> **TASK PROMPT**
Copy out the records word for word, starting at the line that contains "Outline man with" and ending at the line that contains "xmin=292 ymin=275 xmax=596 ymax=357", including both of those lines.

> **RECORDS SUPPLIED**
· · · ·
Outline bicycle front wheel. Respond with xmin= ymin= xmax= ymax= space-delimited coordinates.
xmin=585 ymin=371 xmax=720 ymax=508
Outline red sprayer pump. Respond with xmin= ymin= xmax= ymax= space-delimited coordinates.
· · · ·
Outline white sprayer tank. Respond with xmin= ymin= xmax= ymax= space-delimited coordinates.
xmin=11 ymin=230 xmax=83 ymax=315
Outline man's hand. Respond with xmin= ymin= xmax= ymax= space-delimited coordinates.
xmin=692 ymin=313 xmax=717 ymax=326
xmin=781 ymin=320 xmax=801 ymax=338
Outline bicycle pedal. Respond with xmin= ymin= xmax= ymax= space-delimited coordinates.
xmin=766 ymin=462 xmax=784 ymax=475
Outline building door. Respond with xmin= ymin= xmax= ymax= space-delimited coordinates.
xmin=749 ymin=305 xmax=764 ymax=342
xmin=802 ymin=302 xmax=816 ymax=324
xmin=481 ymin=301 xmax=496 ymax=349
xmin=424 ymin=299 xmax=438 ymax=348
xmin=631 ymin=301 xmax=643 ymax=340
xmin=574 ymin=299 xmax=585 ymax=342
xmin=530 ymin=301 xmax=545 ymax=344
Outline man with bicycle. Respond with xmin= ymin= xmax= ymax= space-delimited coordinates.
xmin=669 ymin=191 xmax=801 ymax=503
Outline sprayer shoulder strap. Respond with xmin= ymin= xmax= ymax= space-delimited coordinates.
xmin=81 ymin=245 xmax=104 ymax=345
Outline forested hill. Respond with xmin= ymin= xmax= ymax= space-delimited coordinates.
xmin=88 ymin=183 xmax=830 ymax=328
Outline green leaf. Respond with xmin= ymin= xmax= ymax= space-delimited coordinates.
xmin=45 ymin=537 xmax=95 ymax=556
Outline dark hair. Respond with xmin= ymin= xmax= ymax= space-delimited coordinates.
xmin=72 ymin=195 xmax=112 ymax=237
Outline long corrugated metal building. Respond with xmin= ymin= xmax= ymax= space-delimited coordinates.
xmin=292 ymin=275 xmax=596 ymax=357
· · · ·
> **WRITTEN ANSWER**
Outline man with bicycle. Respond with xmin= ymin= xmax= ymax= space-delimited coordinates.
xmin=669 ymin=191 xmax=801 ymax=503
Outline sprayer shoulder strap. Respond with xmin= ymin= xmax= ymax= space-delimited coordinates.
xmin=81 ymin=245 xmax=104 ymax=345
Outline forested hill. Respond with xmin= ymin= xmax= ymax= space-delimited coordinates.
xmin=88 ymin=183 xmax=830 ymax=328
Outline green leaf. Respond with xmin= ymin= xmax= ymax= space-delimited coordinates.
xmin=45 ymin=537 xmax=95 ymax=556
Outline dark hair. Respond with xmin= ymin= xmax= ymax= space-delimited coordinates.
xmin=72 ymin=195 xmax=112 ymax=237
Outline long corrugated metal building. Respond with xmin= ymin= xmax= ymax= space-delimited coordinates.
xmin=292 ymin=275 xmax=596 ymax=357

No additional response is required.